Il processo di coagulazione del sangue comporta l’attivazione di numerose proteine del plasma in una sorta di reazione a catena. Due di queste proteine, prodotte nel fegato, il fattore VIII e il fattore IX, sono carenti o presentano un difetto funzionale nelle persone affette da emofilia. A causa di questo deficit gli emofilici sono facilmente soggetti ad emorragie esterne ed interne, più o meno gravi. Sarebbe tuttavia più corretto parlare di “emofilie”, al plurale, poiché ne esistono principalmente due forme, cioè l’emofilia A e l’emofilia B: la prima è dovuta alla carenza di fattore VIII mentre l’emofilia B alla carenza di fattore IX.
La prevalenza è 1 caso ogni 10.000 per l’emofilia A, che è dunque il tipo più diffuso, e 1 caso ogni 30.000 per l’emofilia B. Le manifestazioni sono simili e in entrambe i casi e più che dal tipo dipendono dalla gravità della malattia che viene determinata in base alla gravità della carenza di attività del fattore coagulante.
L’EMOFILIA PUO’ PORTARE ANCHE A GRAVI DISABILITA’
«In genere le persone affette da emofilia, oltre alle problematiche tipiche dello stato emorragico presentano anche altre complicanze correlate alla malattia», spiega Elena Santagostino, responsabile dell’Unità operativa semplice presso l’IRCCS Fondazione Ca’ Granda di Milano. «Nei soggetti che hanno una emofilia grave ad esempio, che provoca con frequenza e anche in assenza di traumi significativi delle emorragie, che spesso si manifestano negli arti, se non adeguatamente trattati fin dall’infanzia - dice - possono portare ad artopatia cronica che causa rigidità e deformazione dell’articolazione. Anche se minore in caso di trauma il soggetto emofilico può rischiare anche emorragia cerebrale».
Diffuse sono anche le emorragie muscolari, che possono dare gravi difficoltà nel movimento, e ancora emorragie gastro-intestinali, emorragie in cavità, emorragie dell’oro-faringe, emoftoe, epistassi, ematuria, emorragie oculari, ematomi spinali. Sebbene rare, alcune di esse sono urgenze mediche, che devono essere diagnosticate e trattate precocemente specie se possono mettere in pericolo le funzioni vitali.

------------

## COSA FARE
Riporta il tratto del testo sull'emofilia che va da "Diffuse sono anche" fino a "le funzioni vitali.", cambiando "precocemente" in "tempestivamente".

## ESTRATTI DEI DATI

------------

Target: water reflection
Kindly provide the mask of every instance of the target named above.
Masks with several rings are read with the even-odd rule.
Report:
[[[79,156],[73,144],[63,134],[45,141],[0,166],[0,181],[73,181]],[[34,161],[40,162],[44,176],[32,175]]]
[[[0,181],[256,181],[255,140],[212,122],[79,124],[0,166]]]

------------

## RISPOSTA
Diffuse sono anche le emorragie muscolari, che possono dare gravi difficoltà nel movimento, e ancora emorragie gastro-intestinali, emorragie in cavità, emorragie dell’oro-faringe, emoftoe, epistassi, ematuria, emorragie oculari, ematomi spinali. Sebbene rare, alcune di esse sono urgenze mediche, che devono essere diagnosticate e trattate tempestivamente specie se possono mettere in pericolo le funzioni vitali.